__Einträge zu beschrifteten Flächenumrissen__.
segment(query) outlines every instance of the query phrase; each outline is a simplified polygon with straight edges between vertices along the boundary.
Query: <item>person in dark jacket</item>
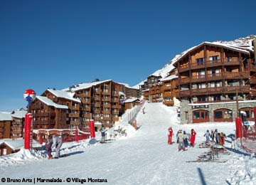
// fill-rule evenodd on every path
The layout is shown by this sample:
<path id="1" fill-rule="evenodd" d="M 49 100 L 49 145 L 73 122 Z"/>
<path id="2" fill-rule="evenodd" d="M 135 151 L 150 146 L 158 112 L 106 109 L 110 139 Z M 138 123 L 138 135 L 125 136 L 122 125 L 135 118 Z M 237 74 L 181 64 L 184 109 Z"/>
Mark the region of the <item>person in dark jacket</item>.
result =
<path id="1" fill-rule="evenodd" d="M 61 136 L 55 136 L 53 137 L 53 146 L 52 148 L 55 147 L 55 156 L 54 159 L 58 159 L 60 157 L 60 147 L 63 144 L 63 138 Z"/>
<path id="2" fill-rule="evenodd" d="M 53 145 L 53 140 L 50 136 L 49 136 L 47 138 L 47 141 L 46 142 L 46 152 L 47 152 L 47 154 L 48 154 L 48 159 L 53 159 L 53 155 L 51 154 L 52 152 L 52 149 L 51 147 Z"/>

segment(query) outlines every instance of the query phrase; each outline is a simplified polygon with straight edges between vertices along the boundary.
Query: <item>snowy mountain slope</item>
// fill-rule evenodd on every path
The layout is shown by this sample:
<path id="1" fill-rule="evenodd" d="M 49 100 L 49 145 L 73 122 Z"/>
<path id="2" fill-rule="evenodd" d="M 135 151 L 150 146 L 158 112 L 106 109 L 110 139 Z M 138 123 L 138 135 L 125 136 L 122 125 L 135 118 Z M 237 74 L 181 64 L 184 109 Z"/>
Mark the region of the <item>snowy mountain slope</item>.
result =
<path id="1" fill-rule="evenodd" d="M 256 38 L 256 35 L 250 35 L 246 37 L 240 38 L 238 39 L 235 39 L 234 41 L 216 41 L 212 42 L 213 43 L 216 44 L 222 44 L 226 46 L 230 46 L 242 50 L 250 50 L 251 51 L 253 51 L 253 46 L 252 46 L 252 41 Z M 186 53 L 187 53 L 189 51 L 194 48 L 196 46 L 191 47 L 182 53 L 175 56 L 173 59 L 171 60 L 170 62 L 169 62 L 166 65 L 165 65 L 161 69 L 157 70 L 155 72 L 154 72 L 152 74 L 149 75 L 149 76 L 154 75 L 156 76 L 161 75 L 163 78 L 166 78 L 168 75 L 168 73 L 172 70 L 174 67 L 173 64 L 177 61 L 179 58 L 181 58 L 183 56 L 184 56 Z M 138 85 L 135 85 L 137 87 L 139 86 L 139 84 L 143 84 L 143 81 L 140 82 Z"/>
<path id="2" fill-rule="evenodd" d="M 89 140 L 65 143 L 61 153 L 69 153 L 68 157 L 48 160 L 43 152 L 27 154 L 24 151 L 9 158 L 0 157 L 0 178 L 35 179 L 36 184 L 40 183 L 36 182 L 38 178 L 53 178 L 63 181 L 56 183 L 59 184 L 81 184 L 75 182 L 79 179 L 85 179 L 86 184 L 93 184 L 88 182 L 90 178 L 107 179 L 107 183 L 105 184 L 117 185 L 188 184 L 191 182 L 202 184 L 202 181 L 205 184 L 225 184 L 227 181 L 230 184 L 246 184 L 248 179 L 252 181 L 251 184 L 256 183 L 255 158 L 247 156 L 238 147 L 234 152 L 230 152 L 230 155 L 222 157 L 222 159 L 228 159 L 223 164 L 186 162 L 195 160 L 207 151 L 207 149 L 198 147 L 198 144 L 205 140 L 203 134 L 207 129 L 218 128 L 228 135 L 234 132 L 235 123 L 181 125 L 176 107 L 167 107 L 161 103 L 146 103 L 145 112 L 145 114 L 139 112 L 137 120 L 139 129 L 135 132 L 132 130 L 131 132 L 128 132 L 129 137 L 109 140 L 103 144 L 92 144 L 93 142 Z M 124 116 L 120 125 L 126 125 L 126 119 Z M 167 128 L 171 125 L 175 133 L 179 129 L 189 132 L 194 128 L 197 132 L 196 147 L 189 147 L 186 152 L 178 152 L 177 144 L 168 145 Z M 97 133 L 97 139 L 99 136 Z M 174 136 L 174 141 L 175 139 Z M 230 150 L 230 142 L 228 138 L 225 146 Z M 70 178 L 71 182 L 68 183 L 69 179 L 67 178 Z M 8 183 L 26 184 L 22 181 Z"/>

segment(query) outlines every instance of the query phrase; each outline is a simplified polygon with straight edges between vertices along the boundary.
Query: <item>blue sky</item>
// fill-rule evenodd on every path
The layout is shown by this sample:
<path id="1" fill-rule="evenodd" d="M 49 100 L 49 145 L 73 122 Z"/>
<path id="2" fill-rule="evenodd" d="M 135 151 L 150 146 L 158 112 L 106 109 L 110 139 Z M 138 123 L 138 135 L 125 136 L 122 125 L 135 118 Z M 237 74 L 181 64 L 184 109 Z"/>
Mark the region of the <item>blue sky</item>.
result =
<path id="1" fill-rule="evenodd" d="M 256 1 L 0 0 L 0 111 L 33 89 L 135 85 L 203 41 L 256 34 Z"/>

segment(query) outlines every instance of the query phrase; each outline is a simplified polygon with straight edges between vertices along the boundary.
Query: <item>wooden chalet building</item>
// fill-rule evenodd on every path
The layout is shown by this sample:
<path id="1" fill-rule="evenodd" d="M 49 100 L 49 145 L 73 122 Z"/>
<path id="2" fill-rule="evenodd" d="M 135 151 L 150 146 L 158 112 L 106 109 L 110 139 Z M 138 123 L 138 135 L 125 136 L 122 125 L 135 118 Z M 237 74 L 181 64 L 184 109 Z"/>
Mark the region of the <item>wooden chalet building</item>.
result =
<path id="1" fill-rule="evenodd" d="M 80 125 L 81 101 L 73 92 L 47 89 L 29 107 L 33 129 L 65 129 Z"/>
<path id="2" fill-rule="evenodd" d="M 176 79 L 177 76 L 175 75 L 169 75 L 162 80 L 161 82 L 161 92 L 163 103 L 167 106 L 174 106 L 175 104 L 176 85 Z"/>
<path id="3" fill-rule="evenodd" d="M 151 102 L 163 102 L 161 84 L 154 84 L 149 88 L 149 101 Z"/>
<path id="4" fill-rule="evenodd" d="M 69 88 L 81 100 L 80 121 L 88 125 L 93 119 L 105 127 L 112 127 L 119 120 L 119 83 L 111 80 L 81 83 Z"/>
<path id="5" fill-rule="evenodd" d="M 0 139 L 22 137 L 26 112 L 21 110 L 0 113 Z"/>
<path id="6" fill-rule="evenodd" d="M 136 105 L 138 105 L 140 102 L 140 100 L 139 98 L 129 98 L 125 100 L 124 103 L 124 110 L 127 110 L 128 109 L 132 109 Z"/>
<path id="7" fill-rule="evenodd" d="M 256 99 L 254 56 L 249 47 L 208 42 L 187 51 L 174 63 L 181 124 L 232 122 L 242 110 L 252 120 L 256 101 L 247 100 Z"/>
<path id="8" fill-rule="evenodd" d="M 159 85 L 160 80 L 162 78 L 161 75 L 151 75 L 146 78 L 146 80 L 143 82 L 143 84 L 139 85 L 139 90 L 141 91 L 149 89 L 154 85 Z"/>

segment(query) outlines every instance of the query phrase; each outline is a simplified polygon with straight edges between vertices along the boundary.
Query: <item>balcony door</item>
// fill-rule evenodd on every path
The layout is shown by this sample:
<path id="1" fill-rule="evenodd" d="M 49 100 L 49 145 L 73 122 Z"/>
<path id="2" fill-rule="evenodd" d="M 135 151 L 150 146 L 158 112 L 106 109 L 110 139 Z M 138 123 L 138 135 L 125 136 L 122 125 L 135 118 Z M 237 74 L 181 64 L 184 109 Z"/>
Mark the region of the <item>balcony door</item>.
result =
<path id="1" fill-rule="evenodd" d="M 193 123 L 209 122 L 209 111 L 198 110 L 193 112 Z"/>

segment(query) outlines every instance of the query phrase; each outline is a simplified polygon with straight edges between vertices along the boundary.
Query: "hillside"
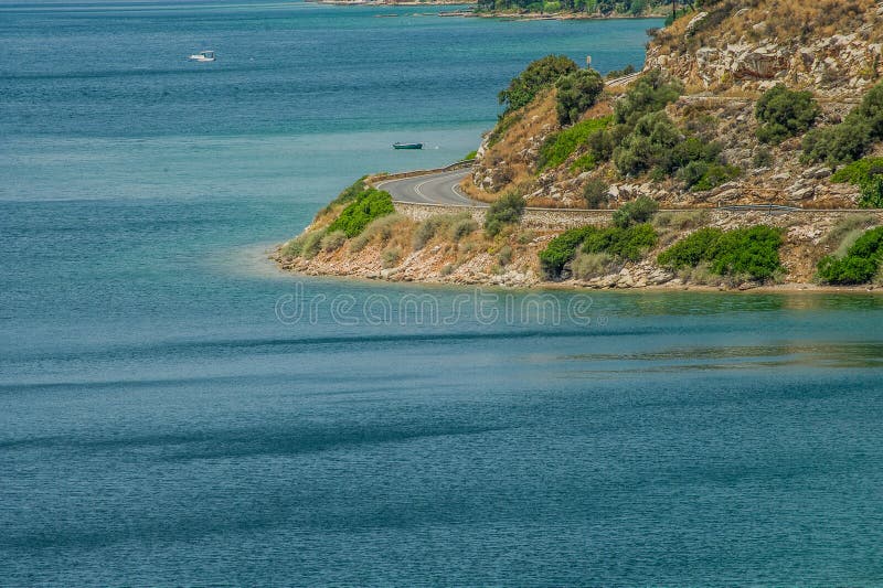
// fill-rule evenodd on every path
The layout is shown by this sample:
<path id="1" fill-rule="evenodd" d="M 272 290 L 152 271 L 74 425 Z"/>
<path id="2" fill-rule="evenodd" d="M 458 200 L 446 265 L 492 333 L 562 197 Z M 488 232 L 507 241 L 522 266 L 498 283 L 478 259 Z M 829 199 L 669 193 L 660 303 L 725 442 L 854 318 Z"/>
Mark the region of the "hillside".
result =
<path id="1" fill-rule="evenodd" d="M 490 210 L 357 183 L 277 259 L 519 287 L 883 286 L 883 8 L 807 4 L 696 2 L 636 76 L 538 60 L 460 185 Z"/>
<path id="2" fill-rule="evenodd" d="M 883 9 L 870 0 L 820 0 L 811 7 L 779 0 L 705 4 L 703 11 L 687 14 L 656 33 L 645 67 L 645 77 L 652 82 L 628 89 L 607 88 L 576 125 L 556 120 L 554 85 L 538 93 L 531 104 L 507 113 L 486 138 L 465 189 L 485 201 L 517 190 L 529 204 L 564 207 L 585 206 L 583 193 L 593 181 L 609 185 L 609 202 L 596 203 L 600 207 L 640 194 L 671 206 L 857 206 L 857 186 L 831 183 L 827 178 L 832 167 L 873 154 L 879 150 L 879 137 L 840 161 L 807 157 L 811 149 L 804 149 L 804 139 L 813 128 L 832 128 L 847 119 L 880 82 Z M 788 93 L 776 99 L 777 85 L 786 86 Z M 785 117 L 787 122 L 787 117 L 805 116 L 780 106 L 799 101 L 796 93 L 807 90 L 811 94 L 811 120 L 776 137 L 764 136 L 760 127 L 781 122 L 758 119 L 758 101 L 770 90 L 765 100 L 772 100 L 774 109 L 768 118 Z M 637 106 L 626 111 L 629 103 L 646 99 L 661 101 L 655 108 Z M 605 135 L 576 141 L 570 137 L 579 135 L 579 127 L 591 126 L 591 120 L 614 114 L 617 105 L 623 113 L 606 122 Z M 653 114 L 651 110 L 657 120 L 645 122 L 656 125 L 657 133 L 672 135 L 670 145 L 648 145 L 652 131 L 636 131 L 637 118 Z M 629 116 L 635 118 L 627 120 Z M 621 151 L 624 141 L 648 151 L 672 149 L 688 140 L 695 149 L 711 146 L 717 153 L 705 157 L 705 164 L 691 167 L 690 158 L 699 157 L 693 153 L 685 154 L 683 164 L 666 162 L 660 169 L 652 157 L 636 162 L 615 152 Z M 598 142 L 607 145 L 595 145 Z M 546 156 L 552 151 L 557 157 L 550 161 Z M 708 171 L 708 164 L 714 167 L 712 177 L 703 180 L 705 174 L 700 173 L 695 178 L 703 167 Z"/>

__AUSZUFÜHRENDE AUFGABE__.
Übernimm die Zeilen der Auflistung wortgetreu, beginnend mit der ersten Zeile und fortlaufend bis einschließlich der Zeile mit „53 145 L 53“. Die Bilder gehören nicht in die Antwort.

__ENDERGEBNIS__.
segment(query) outlines every instance of the query phrase; each outline is a simplified polygon with straight edges between vertices along the boundary.
Query: <item>person in dark jacket</item>
// fill-rule evenodd on every path
The layout is shown by this sample:
<path id="1" fill-rule="evenodd" d="M 49 100 L 49 145 L 73 122 Z"/>
<path id="2" fill-rule="evenodd" d="M 135 151 L 150 146 L 158 112 L 106 109 L 110 139 Z M 138 123 L 138 135 L 125 136 L 122 125 L 135 118 Z M 237 74 L 181 64 L 184 109 Z"/>
Mark the region of the <item>person in dark jacket</item>.
result =
<path id="1" fill-rule="evenodd" d="M 61 136 L 55 136 L 53 137 L 53 146 L 52 148 L 55 147 L 55 156 L 54 159 L 58 159 L 60 157 L 60 147 L 63 144 L 63 138 Z"/>
<path id="2" fill-rule="evenodd" d="M 53 145 L 53 140 L 50 136 L 49 136 L 47 138 L 47 141 L 46 142 L 46 152 L 47 152 L 47 154 L 48 154 L 48 159 L 53 159 L 53 155 L 51 154 L 52 152 L 52 149 L 51 147 Z"/>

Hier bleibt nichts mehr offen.